## Data pulled from a collection
-----

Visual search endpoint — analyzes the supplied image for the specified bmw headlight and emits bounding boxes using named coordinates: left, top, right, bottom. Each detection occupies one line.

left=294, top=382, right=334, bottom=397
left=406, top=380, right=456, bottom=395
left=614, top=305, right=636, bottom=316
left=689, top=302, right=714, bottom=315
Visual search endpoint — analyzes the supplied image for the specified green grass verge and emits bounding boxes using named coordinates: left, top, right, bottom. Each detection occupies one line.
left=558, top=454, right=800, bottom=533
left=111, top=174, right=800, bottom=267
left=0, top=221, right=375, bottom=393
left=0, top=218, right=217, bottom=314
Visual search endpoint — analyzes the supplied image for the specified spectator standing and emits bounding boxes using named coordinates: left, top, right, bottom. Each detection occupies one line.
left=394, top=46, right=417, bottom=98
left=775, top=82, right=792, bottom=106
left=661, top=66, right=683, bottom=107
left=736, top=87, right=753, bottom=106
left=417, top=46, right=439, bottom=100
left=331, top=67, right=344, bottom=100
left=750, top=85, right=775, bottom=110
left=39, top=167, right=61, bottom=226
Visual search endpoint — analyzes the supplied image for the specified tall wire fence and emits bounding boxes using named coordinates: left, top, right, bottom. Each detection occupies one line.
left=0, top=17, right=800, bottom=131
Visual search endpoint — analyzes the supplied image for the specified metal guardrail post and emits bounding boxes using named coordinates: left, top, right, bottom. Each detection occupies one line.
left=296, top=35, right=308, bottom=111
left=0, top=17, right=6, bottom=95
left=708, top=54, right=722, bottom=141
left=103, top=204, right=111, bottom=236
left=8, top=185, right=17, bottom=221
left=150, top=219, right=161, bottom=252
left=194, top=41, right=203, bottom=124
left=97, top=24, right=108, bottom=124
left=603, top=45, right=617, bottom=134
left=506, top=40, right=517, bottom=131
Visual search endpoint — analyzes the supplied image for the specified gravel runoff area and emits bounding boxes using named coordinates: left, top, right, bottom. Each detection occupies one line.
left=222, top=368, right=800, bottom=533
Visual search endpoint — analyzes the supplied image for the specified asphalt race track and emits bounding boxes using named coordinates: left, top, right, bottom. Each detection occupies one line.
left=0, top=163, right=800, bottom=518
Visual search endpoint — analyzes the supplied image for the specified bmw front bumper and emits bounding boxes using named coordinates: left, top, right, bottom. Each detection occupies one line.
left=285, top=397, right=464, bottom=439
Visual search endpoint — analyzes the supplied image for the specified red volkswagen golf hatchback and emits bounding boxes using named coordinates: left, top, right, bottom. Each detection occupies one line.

-----

## Task prompt
Rewrite the records from their start through the line containing "left=0, top=17, right=800, bottom=131", changing "emits" to "returns" and leaving everything else the same.

## Expected answer
Visual search endpoint — analyzes the supplied image for the specified bmw headlight and returns bounding boxes using named coordinates: left, top, right, bottom. Each detection occupies one line.

left=294, top=382, right=334, bottom=397
left=406, top=380, right=456, bottom=395
left=614, top=305, right=636, bottom=316
left=689, top=302, right=714, bottom=315
Visual search endpoint — analyzes the supplied image for the specified green grass verge and returns bounding boxes using named coordinates: left, top, right, bottom. Each detection occupies one line.
left=558, top=454, right=800, bottom=533
left=111, top=174, right=800, bottom=267
left=0, top=221, right=375, bottom=393
left=0, top=218, right=217, bottom=314
Visual search endpoint — analyzes the supplied image for the specified spectator standing and returns bounding boxes using named coordinates: left, top, right, bottom. Each detection occupies one line.
left=394, top=46, right=417, bottom=98
left=775, top=82, right=792, bottom=106
left=661, top=66, right=683, bottom=107
left=736, top=87, right=753, bottom=106
left=417, top=46, right=439, bottom=100
left=331, top=67, right=344, bottom=100
left=750, top=85, right=775, bottom=110
left=39, top=167, right=61, bottom=226
Visual search endpoint — analyzes the supplied image for the specified tall wire fence and returns bounding boxes using named coordinates: left, top, right, bottom. Each detection occupies one line.
left=0, top=17, right=800, bottom=131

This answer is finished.